| Problem statement |
In the material below, how many lines contain "building"? Answer with the number alone.

| Entries provided |
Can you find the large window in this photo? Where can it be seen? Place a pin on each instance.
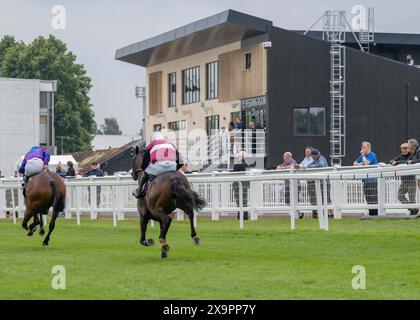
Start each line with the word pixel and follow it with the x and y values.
pixel 248 60
pixel 172 90
pixel 212 80
pixel 191 85
pixel 157 127
pixel 309 121
pixel 212 125
pixel 177 125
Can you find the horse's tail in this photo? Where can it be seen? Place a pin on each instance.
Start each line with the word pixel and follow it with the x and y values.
pixel 58 203
pixel 187 195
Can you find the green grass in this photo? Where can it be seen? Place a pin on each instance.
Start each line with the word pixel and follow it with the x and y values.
pixel 264 261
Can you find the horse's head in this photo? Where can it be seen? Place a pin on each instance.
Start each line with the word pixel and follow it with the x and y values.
pixel 137 161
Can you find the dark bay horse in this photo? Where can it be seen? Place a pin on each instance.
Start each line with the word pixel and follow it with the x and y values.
pixel 165 193
pixel 43 191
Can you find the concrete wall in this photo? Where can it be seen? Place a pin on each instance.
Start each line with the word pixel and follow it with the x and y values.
pixel 19 119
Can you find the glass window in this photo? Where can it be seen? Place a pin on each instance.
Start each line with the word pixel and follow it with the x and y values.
pixel 191 85
pixel 157 127
pixel 212 125
pixel 177 125
pixel 309 121
pixel 212 81
pixel 172 89
pixel 248 61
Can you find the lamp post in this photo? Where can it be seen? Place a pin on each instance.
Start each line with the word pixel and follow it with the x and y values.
pixel 141 93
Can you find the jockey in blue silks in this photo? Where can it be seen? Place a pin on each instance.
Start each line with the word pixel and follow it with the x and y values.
pixel 35 161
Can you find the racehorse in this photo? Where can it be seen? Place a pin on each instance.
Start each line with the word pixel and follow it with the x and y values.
pixel 168 191
pixel 43 191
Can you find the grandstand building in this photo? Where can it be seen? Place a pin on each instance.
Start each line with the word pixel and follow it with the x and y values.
pixel 205 74
pixel 26 119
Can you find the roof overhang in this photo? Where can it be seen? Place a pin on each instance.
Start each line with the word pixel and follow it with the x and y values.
pixel 221 29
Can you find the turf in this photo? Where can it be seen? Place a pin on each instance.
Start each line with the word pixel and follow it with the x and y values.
pixel 264 261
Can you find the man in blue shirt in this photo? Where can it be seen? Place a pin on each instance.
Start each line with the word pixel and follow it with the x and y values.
pixel 370 186
pixel 318 161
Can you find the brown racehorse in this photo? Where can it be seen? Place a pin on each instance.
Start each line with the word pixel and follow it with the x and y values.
pixel 165 193
pixel 43 191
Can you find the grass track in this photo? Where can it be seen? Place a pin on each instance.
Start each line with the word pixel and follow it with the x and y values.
pixel 264 261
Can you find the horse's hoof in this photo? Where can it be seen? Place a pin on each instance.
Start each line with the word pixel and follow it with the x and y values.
pixel 196 241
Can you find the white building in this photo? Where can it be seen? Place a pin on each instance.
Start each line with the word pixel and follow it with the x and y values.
pixel 26 119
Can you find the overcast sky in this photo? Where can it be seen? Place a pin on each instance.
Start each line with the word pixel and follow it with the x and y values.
pixel 96 28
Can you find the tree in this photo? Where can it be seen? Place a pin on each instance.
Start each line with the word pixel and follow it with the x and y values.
pixel 110 127
pixel 49 59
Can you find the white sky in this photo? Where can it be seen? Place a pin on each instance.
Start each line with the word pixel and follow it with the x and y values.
pixel 96 28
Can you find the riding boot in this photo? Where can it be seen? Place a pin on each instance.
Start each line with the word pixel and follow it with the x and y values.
pixel 138 193
pixel 25 182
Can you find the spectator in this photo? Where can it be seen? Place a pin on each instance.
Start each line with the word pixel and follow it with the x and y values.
pixel 238 167
pixel 318 161
pixel 370 185
pixel 288 162
pixel 307 161
pixel 70 169
pixel 95 171
pixel 239 125
pixel 410 60
pixel 408 183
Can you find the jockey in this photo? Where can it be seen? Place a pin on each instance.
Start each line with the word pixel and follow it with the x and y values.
pixel 35 161
pixel 160 156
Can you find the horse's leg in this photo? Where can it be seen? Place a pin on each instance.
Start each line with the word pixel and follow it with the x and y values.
pixel 165 223
pixel 32 227
pixel 26 218
pixel 190 213
pixel 41 224
pixel 50 228
pixel 144 220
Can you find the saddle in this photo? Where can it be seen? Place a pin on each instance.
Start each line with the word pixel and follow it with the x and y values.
pixel 149 180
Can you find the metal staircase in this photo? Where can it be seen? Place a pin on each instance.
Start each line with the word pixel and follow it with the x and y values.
pixel 335 32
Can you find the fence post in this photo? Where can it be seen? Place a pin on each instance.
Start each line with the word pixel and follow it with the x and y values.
pixel 114 210
pixel 381 196
pixel 325 211
pixel 241 206
pixel 293 203
pixel 93 195
pixel 78 204
pixel 214 198
pixel 319 203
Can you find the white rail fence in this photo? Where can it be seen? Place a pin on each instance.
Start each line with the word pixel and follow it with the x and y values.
pixel 335 191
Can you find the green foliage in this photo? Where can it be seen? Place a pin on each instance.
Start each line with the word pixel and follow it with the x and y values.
pixel 49 59
pixel 266 260
pixel 110 127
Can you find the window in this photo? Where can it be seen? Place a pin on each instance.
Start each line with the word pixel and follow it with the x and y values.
pixel 191 85
pixel 248 62
pixel 177 125
pixel 45 100
pixel 212 80
pixel 212 125
pixel 309 121
pixel 157 127
pixel 172 89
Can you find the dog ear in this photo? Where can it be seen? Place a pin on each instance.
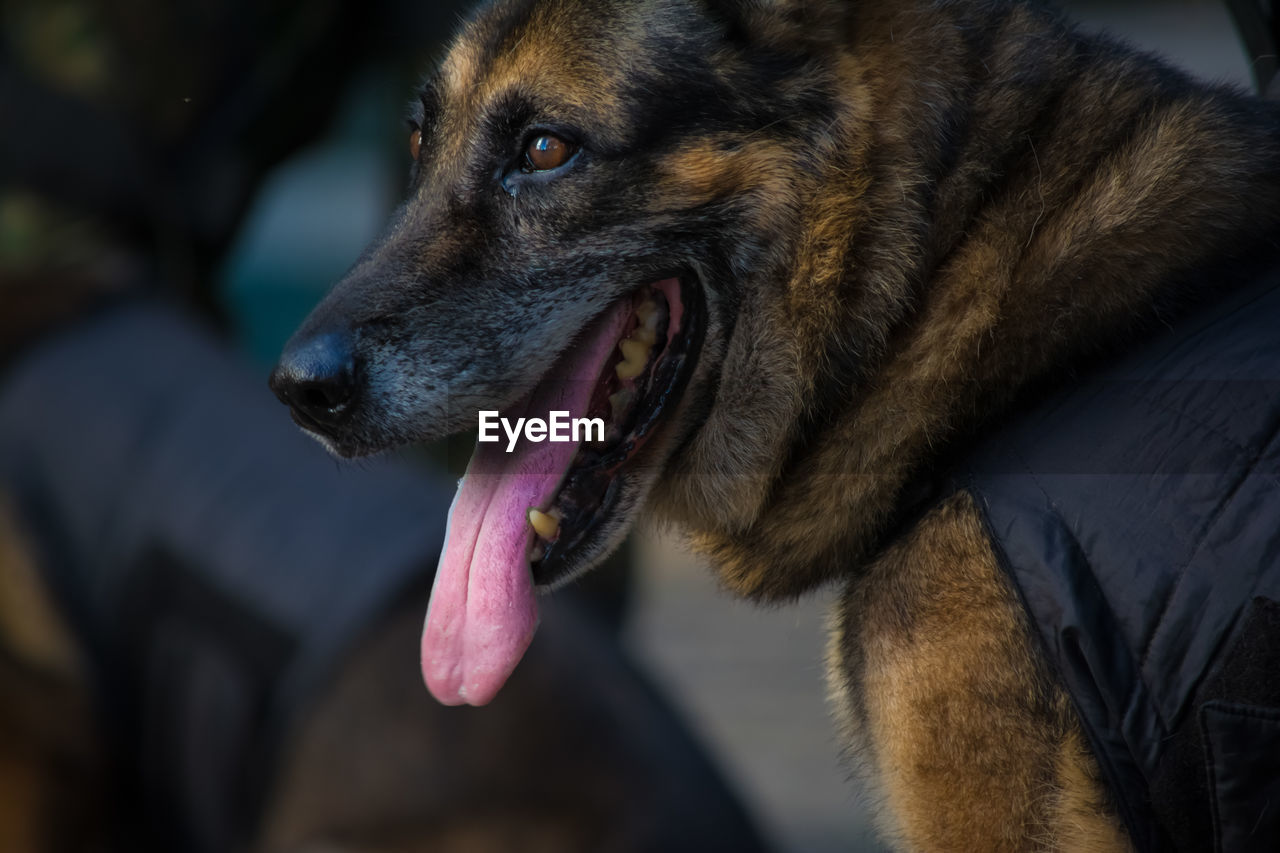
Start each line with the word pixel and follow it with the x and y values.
pixel 784 23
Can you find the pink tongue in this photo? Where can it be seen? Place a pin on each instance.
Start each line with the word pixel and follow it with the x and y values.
pixel 484 612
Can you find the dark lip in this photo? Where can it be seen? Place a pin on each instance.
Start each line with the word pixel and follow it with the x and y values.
pixel 675 370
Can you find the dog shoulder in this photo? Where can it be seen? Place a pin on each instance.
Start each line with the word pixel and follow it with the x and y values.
pixel 944 697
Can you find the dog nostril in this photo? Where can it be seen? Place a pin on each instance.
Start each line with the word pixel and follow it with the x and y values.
pixel 316 378
pixel 324 396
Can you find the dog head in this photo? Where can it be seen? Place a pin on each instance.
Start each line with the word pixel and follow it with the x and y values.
pixel 603 200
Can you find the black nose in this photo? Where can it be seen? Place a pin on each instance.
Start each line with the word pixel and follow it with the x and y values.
pixel 316 378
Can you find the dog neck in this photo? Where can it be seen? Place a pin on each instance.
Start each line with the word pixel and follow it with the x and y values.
pixel 1005 199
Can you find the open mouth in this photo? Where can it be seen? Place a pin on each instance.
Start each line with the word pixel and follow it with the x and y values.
pixel 644 377
pixel 535 511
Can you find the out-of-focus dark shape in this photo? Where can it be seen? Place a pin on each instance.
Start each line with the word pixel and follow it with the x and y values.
pixel 1260 28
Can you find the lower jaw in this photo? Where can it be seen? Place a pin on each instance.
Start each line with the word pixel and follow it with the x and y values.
pixel 585 539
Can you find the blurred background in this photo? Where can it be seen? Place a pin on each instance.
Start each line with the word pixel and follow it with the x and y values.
pixel 231 160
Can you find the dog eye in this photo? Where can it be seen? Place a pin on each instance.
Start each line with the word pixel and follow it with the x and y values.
pixel 547 153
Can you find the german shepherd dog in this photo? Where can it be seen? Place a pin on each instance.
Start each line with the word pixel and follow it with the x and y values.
pixel 792 252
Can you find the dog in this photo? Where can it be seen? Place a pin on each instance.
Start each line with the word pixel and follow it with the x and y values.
pixel 801 258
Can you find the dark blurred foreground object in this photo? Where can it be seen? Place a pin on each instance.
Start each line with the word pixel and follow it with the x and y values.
pixel 234 594
pixel 1258 22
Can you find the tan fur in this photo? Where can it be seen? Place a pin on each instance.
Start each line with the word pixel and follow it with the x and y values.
pixel 973 746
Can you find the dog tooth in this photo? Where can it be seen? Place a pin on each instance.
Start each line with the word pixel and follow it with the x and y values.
pixel 544 525
pixel 634 350
pixel 629 369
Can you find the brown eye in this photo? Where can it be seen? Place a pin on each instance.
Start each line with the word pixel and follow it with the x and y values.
pixel 548 153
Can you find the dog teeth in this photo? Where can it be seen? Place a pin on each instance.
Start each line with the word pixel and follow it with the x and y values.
pixel 544 525
pixel 634 350
pixel 635 356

| Task response |
2